▶ **节选原文**

Python OCR 文字识别：pytesseract 安装与配置指南

pytesseract 是 Python 的 OCR（光学字符识别）库，可以从图片中提取文字。Windows 上使用需要先安装 Tesseract OCR 引擎。

版本要求

pytesseract 依赖 Tesseract OCR 引擎：

组件	推荐版本	Python 版本	说明
pytesseract	0.3.10	3.7+	Python 封装库
Tesseract-OCR	5.x	-	OCR 识别引擎
中文语言包	chi_sim	-	简体中文识别（可选）
英文语言包	eng	-	英文识别（默认自带）

注意：pytesseract 只是封装库，必须先安装 Tesseract OCR 引擎才能使用。

安装中可能遇到的问题

问题 1：Tesseract 引擎未安装

import pytesseract
pytesseract.image_to_string('test.jpg')
# TesseractNotFoundError: tesseract is not installed or it's not in your PATH

只装了 pytesseract，没装 Tesseract OCR 引擎。

问题 2：路径未配置

import pytesseract
pytesseract.image_to_string('test.jpg')
# pytesseract.pytesseract.TesseractNotFoundError

Tesseract 安装了，但 Python 找不到，需要手动指定路径。

问题 3：中文识别乱码

text = pytesseract.image_to_string('中文图片.jpg')
print(text)
# 输出：乱码或空白

没有安装中文语言包 chi_sim.traineddata。

问题 4：识别准确率低

识别结果错误很多，可能是图片质量差、没有预处理。

手动安装

步骤 1：安装 Tesseract OCR 引擎

下载地址：Tesseract OCR 引擎下载地址

选择最新版本（如 tesseract-ocr-w64-setup-5.3.3.20231005.exe）下载并安装。

安装时注意：

勾选"Additional language data" → 选择"Chinese - Simplified"（简体中文）
记住安装路径（默认：C:\Program Files\Tesseract-OCR）

步骤 2：配置环境变量（可选）

将 Tesseract 添加到系统 PATH：

右键"此电脑" → 属性 → 高级系统设置 → 环境变量
在"系统变量"中找到"Path"，点击编辑
新建：C:\Program Files\Tesseract-OCR
确定保存

步骤 3：安装 pytesseract

pip install pytesseract pillow

步骤 4：配置 Tesseract 路径

在 Python 代码中指定 Tesseract 路径：

import pytesseract
# 指定 Tesseract 安装路径
pytesseract.pytesseract.tesseract_cmd = r'C:\Program Files\Tesseract-OCR\tesseract.exe'

步骤 5：下载中文语言包（如未安装）

下载地址：语言包下载地址

下载 chi_sim.traineddata（简体中文），放到：

C:\Program Files\Tesseract-OCR\tessdata\

验证安装

基础测试

import pytesseract
from PIL import Image

# 配置路径（如果没加环境变量）
pytesseract.pytesseract.tesseract_cmd = r'C:\Program Files\Tesseract-OCR\tesseract.exe'

# 测试英文识别
img = Image.open('test_eng.jpg')

▶ **任务目标**
逐字抄录这篇 pytesseract 安装指南中的一段，从含有“C:\Program Files\Tesseract-OCR\tessdata\”的地方开始，抄到“img = Image.open('test_eng.jpg')”为止。 后面列出的条目在这里用不上。

▶ **所列条目**

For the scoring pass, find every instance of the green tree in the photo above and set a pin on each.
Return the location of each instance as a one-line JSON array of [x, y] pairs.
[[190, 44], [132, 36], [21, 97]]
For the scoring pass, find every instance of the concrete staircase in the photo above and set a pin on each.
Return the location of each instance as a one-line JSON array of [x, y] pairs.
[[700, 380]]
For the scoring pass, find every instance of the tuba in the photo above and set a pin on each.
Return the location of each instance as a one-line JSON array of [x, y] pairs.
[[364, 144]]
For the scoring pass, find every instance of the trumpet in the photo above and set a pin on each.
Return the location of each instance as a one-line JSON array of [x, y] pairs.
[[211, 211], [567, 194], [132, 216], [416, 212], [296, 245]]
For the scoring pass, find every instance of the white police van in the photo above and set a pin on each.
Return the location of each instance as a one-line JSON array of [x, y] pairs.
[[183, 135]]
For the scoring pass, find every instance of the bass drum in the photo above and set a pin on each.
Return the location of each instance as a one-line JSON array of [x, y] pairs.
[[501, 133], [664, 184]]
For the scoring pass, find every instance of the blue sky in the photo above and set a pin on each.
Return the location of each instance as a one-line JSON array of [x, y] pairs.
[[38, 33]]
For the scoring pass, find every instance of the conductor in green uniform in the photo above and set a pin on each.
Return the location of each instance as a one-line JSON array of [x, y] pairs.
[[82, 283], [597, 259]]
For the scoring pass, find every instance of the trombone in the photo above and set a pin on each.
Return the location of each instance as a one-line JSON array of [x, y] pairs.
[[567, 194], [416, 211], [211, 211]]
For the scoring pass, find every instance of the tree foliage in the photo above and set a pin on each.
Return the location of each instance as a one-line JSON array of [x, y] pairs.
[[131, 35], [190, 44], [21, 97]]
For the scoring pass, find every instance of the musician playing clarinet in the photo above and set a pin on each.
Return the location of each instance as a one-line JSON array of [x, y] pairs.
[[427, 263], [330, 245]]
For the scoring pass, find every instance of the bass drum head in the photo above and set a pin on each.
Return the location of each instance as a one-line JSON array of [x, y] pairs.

▶ **正确输出**
C:\Program Files\Tesseract-OCR\tessdata\

验证安装

基础测试

import pytesseract
from PIL import Image

# 配置路径（如果没加环境变量）
pytesseract.pytesseract.tesseract_cmd = r'C:\Program Files\Tesseract-OCR\tesseract.exe'

# 测试英文识别
img = Image.open('test_eng.jpg')